───── Provided material ─────

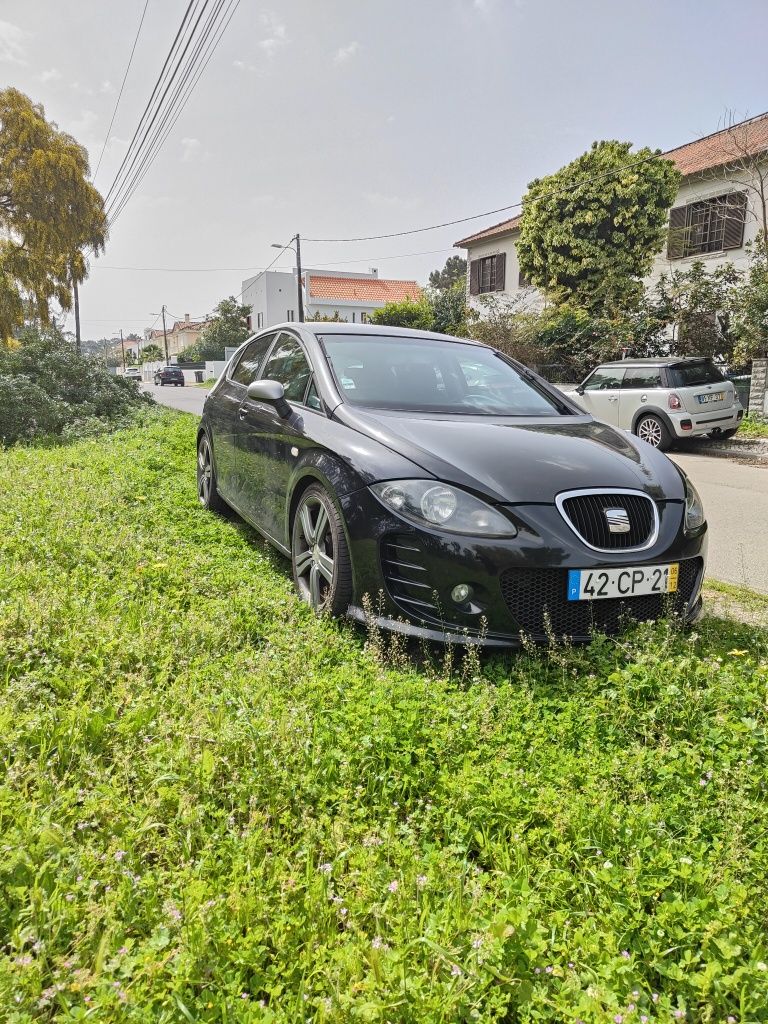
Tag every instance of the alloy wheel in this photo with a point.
(313, 554)
(649, 430)
(205, 473)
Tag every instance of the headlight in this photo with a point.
(694, 517)
(432, 504)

─────

Requirements: Give the records above as a two-column CSV with the headers "text" and "answer". Use one row for each line of text and the points listed under it, with each field in quotes, line breaks replaced by spaces, and the pictures left out.

Result of the task:
text,answer
"Tag every instance of the alloy wheel in this photo with a point.","(313, 554) (649, 430) (205, 473)"
"Tag every instance of the headlight in this photo with a point.","(694, 517) (432, 504)"